- **Materials provided**:
----

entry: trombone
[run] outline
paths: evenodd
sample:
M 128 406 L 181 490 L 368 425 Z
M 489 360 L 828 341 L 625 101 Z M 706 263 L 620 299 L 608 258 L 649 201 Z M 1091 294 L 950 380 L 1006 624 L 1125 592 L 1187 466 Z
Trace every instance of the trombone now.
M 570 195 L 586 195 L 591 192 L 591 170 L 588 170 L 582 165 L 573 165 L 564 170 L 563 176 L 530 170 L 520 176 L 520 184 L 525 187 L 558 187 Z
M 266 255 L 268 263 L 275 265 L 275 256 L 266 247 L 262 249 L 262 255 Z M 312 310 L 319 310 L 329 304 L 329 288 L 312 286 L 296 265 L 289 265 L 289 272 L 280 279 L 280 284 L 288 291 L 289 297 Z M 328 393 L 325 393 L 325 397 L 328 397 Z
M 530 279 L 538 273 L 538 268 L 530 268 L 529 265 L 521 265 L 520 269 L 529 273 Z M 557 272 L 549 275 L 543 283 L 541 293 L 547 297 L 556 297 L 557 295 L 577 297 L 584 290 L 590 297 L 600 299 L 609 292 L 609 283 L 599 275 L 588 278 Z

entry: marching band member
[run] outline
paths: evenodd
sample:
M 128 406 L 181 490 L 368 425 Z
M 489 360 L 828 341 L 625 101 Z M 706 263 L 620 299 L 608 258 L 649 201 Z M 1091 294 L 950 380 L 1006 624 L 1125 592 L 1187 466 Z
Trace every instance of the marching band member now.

----

- **The task**: Rewrite the items above with every "Trace" changed to "Outline", keeping everything else the same.

- **Response**:
entry: trombone
[run] outline
paths: evenodd
sample:
M 128 406 L 181 490 L 368 425 Z
M 489 360 L 828 341 L 625 101 Z M 706 263 L 620 299 L 608 258 L 649 201 Z M 1091 294 L 950 380 L 1006 624 L 1125 592 L 1187 466 Z
Outline every instance of the trombone now.
M 570 195 L 586 195 L 591 192 L 591 170 L 588 170 L 582 165 L 573 165 L 564 170 L 563 176 L 530 170 L 520 176 L 520 184 L 525 187 L 558 187 Z
M 266 255 L 268 263 L 275 265 L 275 256 L 266 247 L 262 249 L 262 255 Z M 312 310 L 319 310 L 329 304 L 329 288 L 312 286 L 296 265 L 289 265 L 289 272 L 280 279 L 280 284 L 288 291 L 289 297 Z M 328 393 L 325 393 L 325 397 L 328 397 Z
M 530 279 L 538 273 L 538 268 L 530 268 L 529 265 L 521 265 L 520 269 L 529 273 Z M 557 272 L 549 275 L 543 283 L 541 293 L 547 297 L 556 297 L 557 295 L 577 297 L 584 290 L 590 297 L 600 299 L 609 292 L 609 283 L 599 275 L 588 278 Z

entry: marching band member
[run] outline
paths: evenodd
sample:
M 128 406 L 181 490 L 368 425 Z
M 489 360 L 828 341 L 625 101 Z M 706 263 L 620 299 L 608 258 L 649 201 Z M 1091 294 L 950 380 L 1006 624 L 1125 592 L 1187 466 Z
Outline every instance of the marching band member now.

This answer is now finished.